#### Your goal
Please rewrite the items below, replacing "Would you be so kind as to" with "Please" wherever it occurs and keeping everything else the same. Leave the pictures out of your version.

#### Dataset content
▽
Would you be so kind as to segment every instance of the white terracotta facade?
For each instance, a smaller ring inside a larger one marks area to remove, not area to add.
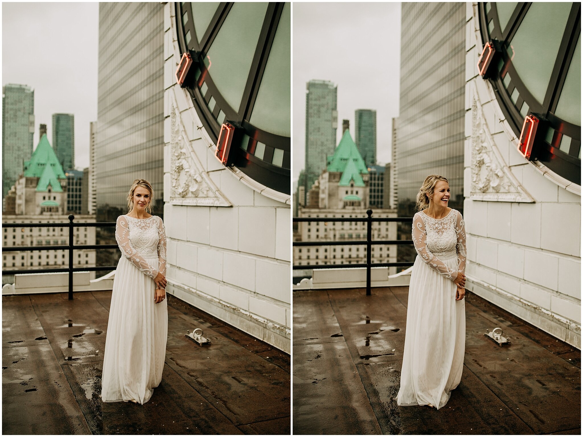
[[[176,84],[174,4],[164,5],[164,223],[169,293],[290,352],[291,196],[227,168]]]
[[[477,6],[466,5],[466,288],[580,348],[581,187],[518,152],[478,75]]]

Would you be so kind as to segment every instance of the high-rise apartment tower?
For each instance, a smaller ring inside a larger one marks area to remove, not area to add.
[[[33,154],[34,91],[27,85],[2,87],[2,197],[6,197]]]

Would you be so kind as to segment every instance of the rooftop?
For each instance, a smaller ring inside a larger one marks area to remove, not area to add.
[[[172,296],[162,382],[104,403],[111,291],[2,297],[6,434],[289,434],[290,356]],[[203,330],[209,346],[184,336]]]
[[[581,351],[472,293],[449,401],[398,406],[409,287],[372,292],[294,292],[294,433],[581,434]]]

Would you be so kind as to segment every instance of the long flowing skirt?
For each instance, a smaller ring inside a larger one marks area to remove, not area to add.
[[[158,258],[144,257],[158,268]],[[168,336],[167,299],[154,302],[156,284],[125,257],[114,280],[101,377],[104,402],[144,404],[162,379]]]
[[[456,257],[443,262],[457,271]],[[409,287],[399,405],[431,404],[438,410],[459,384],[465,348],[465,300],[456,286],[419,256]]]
△
#### Complete output
Please segment every instance of the white terracotta facade?
For each instance, a smaller ring inside a larger one marks area to remove, not area to add.
[[[176,84],[174,4],[164,5],[164,223],[169,293],[290,352],[291,196],[227,168]]]
[[[477,6],[466,5],[466,288],[580,348],[581,187],[518,152],[478,75]]]

Please segment every instance of the high-rise apartment tower?
For each instance, a smaller ring inside a larger one marks area to remove, not area to add.
[[[33,154],[34,91],[27,85],[2,87],[2,197],[6,197]]]

Please segment every instance of the rooftop?
For each instance, a smaller ring inside a larger one marks area to remove, not area to add.
[[[172,296],[162,382],[104,403],[111,291],[2,297],[6,434],[289,434],[290,356]],[[203,330],[209,346],[184,336]]]
[[[581,351],[472,293],[449,401],[398,406],[409,287],[372,292],[294,292],[294,433],[581,434]]]

Please segment every instance of the long flowing skirt?
For each instance, a smaller ring inside a larger one marks area to remove, not area to add.
[[[158,258],[144,257],[158,268]],[[168,336],[167,299],[154,302],[156,284],[125,257],[114,280],[101,377],[104,402],[144,404],[162,379]]]
[[[456,257],[443,262],[457,271]],[[409,287],[399,405],[431,404],[438,410],[459,384],[465,348],[465,300],[456,286],[419,256]]]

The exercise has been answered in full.